Die Zersplitterung des Blickes war keine dadaistische Erfindung. Nicht künstlerische Willkür, sondern jede Autofahrt erzeugte eine wilde Collage von Anblicken und rasenden Mustern, zumal für die Wahrnehmung eines Erwachsenen um 1920, der nicht von Kindesbeinen an häufiges Autofahren gewohnt sein konnte.
Wie Kurt Schwitters in Hannover begnügte sich von den Berliner Dadaisten insbesondere Hannah Höch (1889-1978) nicht mit tagespolitischer Provokation. Ihre formal und assoziativ vielschichtigen Kompositionen, von ihren männlichen Dada-Freunden seinerzeit nicht recht ernst genommen, erwiesen sich (zusammen mit George Grosz´ Werken) als diejenigen Zeitdiagnosen, die den Berliner DADA-Aktionismus überdauerten. Ihre Fotomontagen porträtieren den hysterisierten Alltagsraum kurz nach dem katastrophal verlorenen Ersten Weltkrieg in Berlin. Sowohl das rasende Automobil wie die zuschnappende Fotokamera zerstörten die Überschaubarkeit eines Hier und Jetzt, einer von einem Menschen zu einem Zeitpunkt faßbaren Gegenwart. Die Geschwindigkeit des Kraftwagens ebenso wie die explosionsartige Vervielfältigung von Fotografien und Nachrichten in der Presse stehen symptomatisch für Überforderung und Desorientierung menschlicher Wahrnehmung, wie Höchs zersplitterte Bildordnung sie festhält. In der Collage hinterlassen zwei den Raum hysterisierende Maschinen ihre Spuren: das Automobil als sinnlos vielfaches, drängend herbeischwebendes Emblem, als Reifen und Gestänge, und die immer perspektivische Fotografie als Ausgangsmaterial des fragmentierten Klebebildes. Unter den Bedingungen harter Schnitte bleiben von dem "schönen Mädchen", das der Titel nennt, nur Versatzstücke, deren proportionale Beziehungslosigkeit das Zerfallen personaler Integrität anzeigen mag. Unter der riesigen Haartracht gähnt Leere, der Körperraum des "Mädchens" wird durchkreuzt von Autoteilen. Dabei scheint Höch das "schöne Mädchen" nicht spöttisch preisgeben zu wollen. Vielmehr hält die Fotomontage unerbittlich fest, was eine hochmotorisierte Medienmaschinerie, wie sie seit den zwanziger Jahren des 20. Jahrhunderts zuerst die Metropolen, dann die gesamte westliche Gesellschaft beeinflußt, der oder dem Einzelnen antut. Bei Höch ist zu sehen, daß das Eindringen industrieller Visualität und der Werbewelt ins Menschenbild ein äußerst aggressiver Vorgang ist (von dem sich die bürgerliche Gesellschaft bis heute nicht erholt hat, im Gegenteil).
= = = =
Aufgaben:
[A] Prüfen Sie, ob die Aussagen zum Auszug über Hannah Höch zutreffen. Antworten Sie jeweils mit Ja oder Nein und führen Sie die entscheidenden Worte als wörtliches Zitat an.
(i) Höchs männliche Dada-Freunde nahmen ihre Kompositionen damals ernst.
(ii) Hannah Höch wurde 1889 geboren.
(iii) Höch scheint das „schöne Mädchen“ spöttisch preisgeben zu wollen.
[B] Beantworten Sie diese Fragen zum Auszug über Hannah Höch knapp:
(i) In welcher Stadt wird Kurt Schwitters genannt?
(ii) Wessen Werke überdauerten zusammen mit Höchs Kompositionen den Berliner DADA-Aktionismus?
(iii) Was gähnt unter der riesigen Haartracht?
[C] Schreiben Sie aus dem Auszug über Hannah Höch die Stelle heraus, die mit „Die Zersplitterung des“ beginnt und sich bis „gewohnt sein konnte.“ fortsetzt.

Datensatz:
= = = =
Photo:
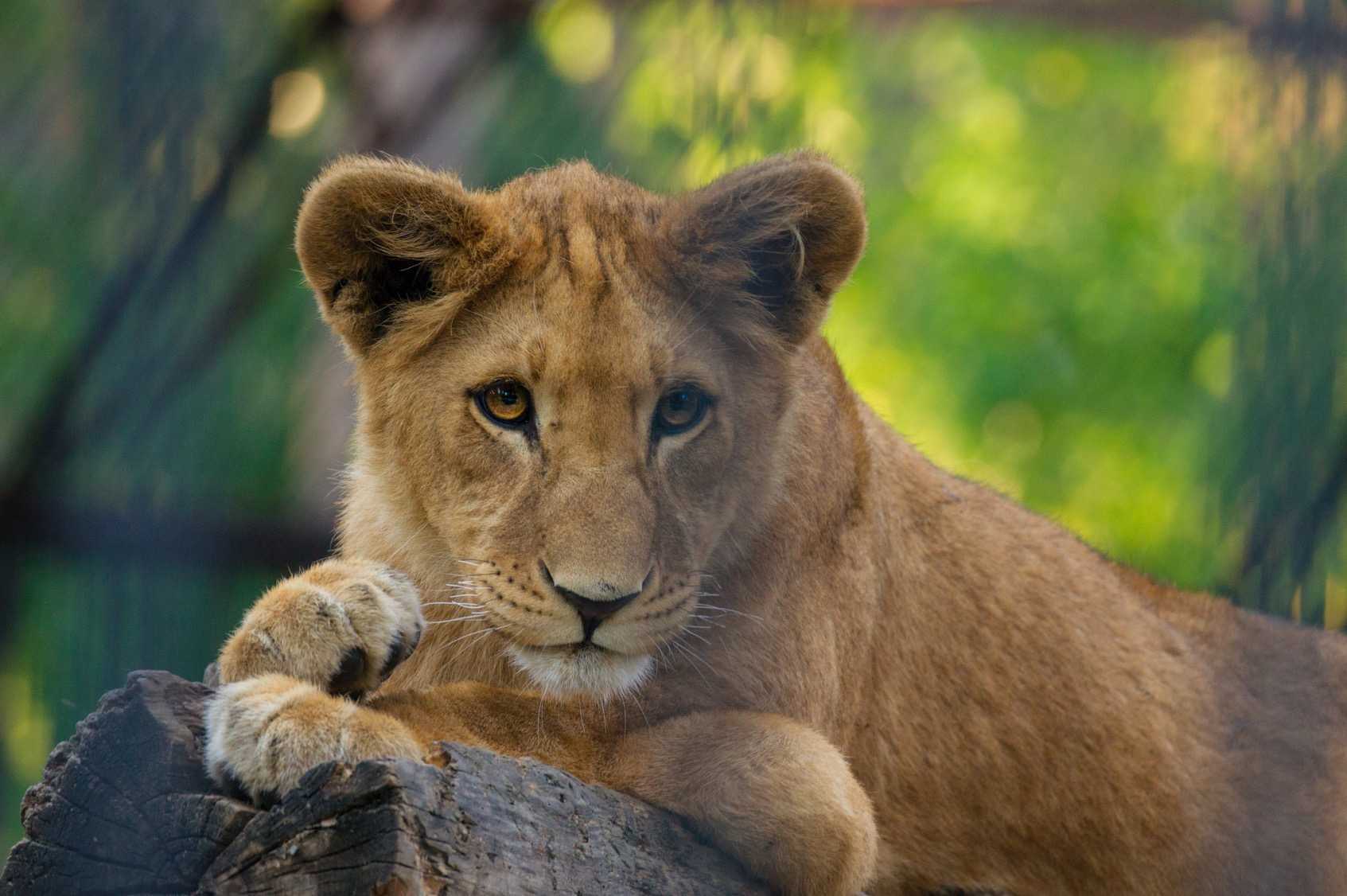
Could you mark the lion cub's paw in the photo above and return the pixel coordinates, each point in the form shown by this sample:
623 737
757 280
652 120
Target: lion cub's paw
266 732
341 625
= = = =
Schriftliche Antworten:
[A]
(i) Nein: „von ihren männlichen Dada-Freunden seinerzeit nicht recht ernst genommen“
(ii) Ja: „Hannah Höch (1889-1978)“
(iii) Nein: „Dabei scheint Höch das "schöne Mädchen" nicht spöttisch preisgeben zu wollen.“

[B]
(i) In Hannover
(ii) Die Werke von George Grosz
(iii) Leere

[C]
Die Zersplitterung des Blickes war keine dadaistische Erfindung. Nicht künstlerische Willkür, sondern jede Autofahrt erzeugte eine wilde Collage von Anblicken und rasenden Mustern, zumal für die Wahrnehmung eines Erwachsenen um 1920, der nicht von Kindesbeinen an häufiges Autofahren gewohnt sein konnte.